### What needs to be done
Copy every record below, exactly as written.

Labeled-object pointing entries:
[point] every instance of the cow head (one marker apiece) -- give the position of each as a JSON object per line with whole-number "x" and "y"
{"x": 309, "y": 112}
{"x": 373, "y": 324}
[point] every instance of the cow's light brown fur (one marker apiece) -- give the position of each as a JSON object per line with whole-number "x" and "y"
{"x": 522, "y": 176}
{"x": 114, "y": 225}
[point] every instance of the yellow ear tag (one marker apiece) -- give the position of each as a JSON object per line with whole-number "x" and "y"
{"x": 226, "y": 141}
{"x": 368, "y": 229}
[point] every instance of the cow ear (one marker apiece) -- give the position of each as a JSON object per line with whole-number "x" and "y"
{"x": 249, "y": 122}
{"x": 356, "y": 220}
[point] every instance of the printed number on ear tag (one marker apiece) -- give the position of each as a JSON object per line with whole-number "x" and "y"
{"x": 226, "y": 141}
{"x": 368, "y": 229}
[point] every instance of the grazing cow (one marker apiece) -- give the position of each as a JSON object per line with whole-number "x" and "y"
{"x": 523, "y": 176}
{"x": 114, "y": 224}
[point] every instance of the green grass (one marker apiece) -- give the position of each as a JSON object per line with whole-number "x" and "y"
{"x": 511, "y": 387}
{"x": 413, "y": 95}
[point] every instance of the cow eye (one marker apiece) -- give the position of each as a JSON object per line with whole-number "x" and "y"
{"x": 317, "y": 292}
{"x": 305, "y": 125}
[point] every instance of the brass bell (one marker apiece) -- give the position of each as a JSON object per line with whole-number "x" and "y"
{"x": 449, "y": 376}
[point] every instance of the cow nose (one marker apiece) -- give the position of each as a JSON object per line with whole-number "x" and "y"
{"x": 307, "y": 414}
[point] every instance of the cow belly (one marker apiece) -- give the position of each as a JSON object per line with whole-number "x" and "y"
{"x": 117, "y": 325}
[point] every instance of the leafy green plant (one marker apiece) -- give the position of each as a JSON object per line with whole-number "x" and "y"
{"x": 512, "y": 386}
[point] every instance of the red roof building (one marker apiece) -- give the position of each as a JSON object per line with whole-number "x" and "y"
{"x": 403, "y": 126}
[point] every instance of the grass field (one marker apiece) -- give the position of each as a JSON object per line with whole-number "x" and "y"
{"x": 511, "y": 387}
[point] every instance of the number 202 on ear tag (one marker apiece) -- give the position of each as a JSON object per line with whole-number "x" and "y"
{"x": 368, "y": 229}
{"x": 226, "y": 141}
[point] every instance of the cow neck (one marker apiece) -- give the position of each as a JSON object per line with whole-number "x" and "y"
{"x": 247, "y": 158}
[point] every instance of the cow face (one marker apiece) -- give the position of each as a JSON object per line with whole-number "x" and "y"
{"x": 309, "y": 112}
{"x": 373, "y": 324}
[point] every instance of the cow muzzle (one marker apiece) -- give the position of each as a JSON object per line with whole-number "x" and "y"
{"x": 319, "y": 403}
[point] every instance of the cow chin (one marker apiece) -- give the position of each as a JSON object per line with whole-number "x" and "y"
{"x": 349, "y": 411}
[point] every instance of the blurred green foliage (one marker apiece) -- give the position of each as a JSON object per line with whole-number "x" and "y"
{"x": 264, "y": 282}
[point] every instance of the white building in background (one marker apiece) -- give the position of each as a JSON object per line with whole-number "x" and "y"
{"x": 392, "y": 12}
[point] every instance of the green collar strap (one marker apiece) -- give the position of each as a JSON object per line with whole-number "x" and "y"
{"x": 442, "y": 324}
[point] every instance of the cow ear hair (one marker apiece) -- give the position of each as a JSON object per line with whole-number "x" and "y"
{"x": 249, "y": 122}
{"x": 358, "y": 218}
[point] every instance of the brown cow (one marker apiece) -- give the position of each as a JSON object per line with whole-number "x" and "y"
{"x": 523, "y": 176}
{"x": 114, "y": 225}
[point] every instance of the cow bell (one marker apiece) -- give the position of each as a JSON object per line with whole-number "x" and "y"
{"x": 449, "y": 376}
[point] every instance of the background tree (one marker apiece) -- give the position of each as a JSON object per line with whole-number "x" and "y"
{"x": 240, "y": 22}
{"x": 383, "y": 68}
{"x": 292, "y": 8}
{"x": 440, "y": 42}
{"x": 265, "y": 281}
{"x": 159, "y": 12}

### Result of this task
[point] every instance of the cow head (one marker apiece) -- give the position of each as a JSON object per line with whole-number "x" and "y"
{"x": 309, "y": 112}
{"x": 373, "y": 324}
[point] every instance of the cow's light brown fur (one marker apiece) -- give the position of each as a JSON object per line with whole-number "x" and "y"
{"x": 522, "y": 176}
{"x": 114, "y": 225}
[point] every instance of the yellow ear tag (one marker apiece) -- give the position of each as a JSON object per line with whole-number "x" and "y"
{"x": 226, "y": 141}
{"x": 368, "y": 229}
[point] every instance of the cow ear (one marker apiece) -- give the position of each as a JSON object per line with whole-number "x" and "y"
{"x": 249, "y": 122}
{"x": 356, "y": 220}
[point] every instance of the printed number on ear tag (one marker apiece) -- give the position of each as a JSON object per line with whole-number "x" and "y"
{"x": 226, "y": 141}
{"x": 368, "y": 229}
[point] every instance of the grazing cow (one marker apiece) -- give the position of each as a JSON object per line with whole-number "x" and "y"
{"x": 523, "y": 176}
{"x": 114, "y": 224}
[point] every instance of the green grass (one marker apiece) -- give the position of each as a JSON object per line with whole-number "x" and "y"
{"x": 511, "y": 387}
{"x": 413, "y": 95}
[point] every instance of the cow eye (one marker apiece) -- give the position of each as a JSON object per line with whole-number "x" and "y"
{"x": 317, "y": 292}
{"x": 305, "y": 125}
[point] every instance of the brass bell (one marker apiece) -- give the position of each as a JSON object per line with whole-number "x" and "y"
{"x": 449, "y": 376}
[point] every instance of the cow nose (one marker apiece) -- give the position of each as a JSON object per line with whole-number "x" and "y"
{"x": 307, "y": 414}
[point] every instance of the cow belly (one marker apiece) -- give the position of each as a JSON object per line with whole-number "x" and "y"
{"x": 117, "y": 325}
[point] every instance of the leafy green plant (one marker apiece) -- give the position of each as a JSON object per line with whole-number "x" and "y"
{"x": 512, "y": 386}
[point] every instance of the red roof building (one marker apiece) -- give the position of each as a JSON object per line with whole-number "x" and "y"
{"x": 403, "y": 126}
[point] every instance of the grass field (one marker apiece) -- give the position of each as a JSON object per line with whole-number "x" and "y"
{"x": 511, "y": 387}
[point] every instance of the number 202 on ear tag (one marker apiece) -- give the position of each as a JSON object per line with whole-number "x" and "y"
{"x": 368, "y": 229}
{"x": 226, "y": 141}
[point] every instance of the cow neck (one marker apiece) -- give the position of each as a JSON object per line with whole-number "x" and "y"
{"x": 247, "y": 158}
[point] every instance of the cow face (one marker apiece) -- give the position of each as a JSON object per line with whole-number "x" and "y"
{"x": 309, "y": 112}
{"x": 373, "y": 324}
[point] every instance of the cow muzzle (one marker apiece) -- give the position of each as a JSON object per line with whole-number "x" and "y"
{"x": 319, "y": 403}
[point] every instance of the cow chin (one marker apiece) -- give the position of each as a JSON object per line with whole-number "x" and "y"
{"x": 349, "y": 411}
[point] every instance of the blurred green foliage (one marker apiece) -- give the position of each as a JSON object per line with whole-number "x" and "y"
{"x": 264, "y": 282}
[point] every instance of the white building in background (one marker apiece) -- give the position of each as a JSON object per line with whole-number "x" and "y"
{"x": 392, "y": 12}
[point] every instance of the green collar strap (one marker apiece) -- give the position of each as a JSON object per line with whole-number "x" and "y"
{"x": 442, "y": 324}
[point] every instance of the cow ear hair (one marker apiece) -- give the position of each as a JSON object per line with whole-number "x" and "y"
{"x": 249, "y": 122}
{"x": 358, "y": 218}
[point] every instance of the brown cow (one marker apiece) -- give the position of each as a JSON object per line with whole-number "x" and "y"
{"x": 523, "y": 176}
{"x": 114, "y": 225}
[point] every instance of the cow bell (one marker apiece) -- give the position of each as a JSON object per line with whole-number "x" and "y"
{"x": 449, "y": 376}
[point] every instance of the background tree (one marker apiece) -- give the position of each as a JSON object per line with whole-number "x" and "y"
{"x": 240, "y": 22}
{"x": 383, "y": 68}
{"x": 292, "y": 8}
{"x": 440, "y": 42}
{"x": 265, "y": 281}
{"x": 159, "y": 12}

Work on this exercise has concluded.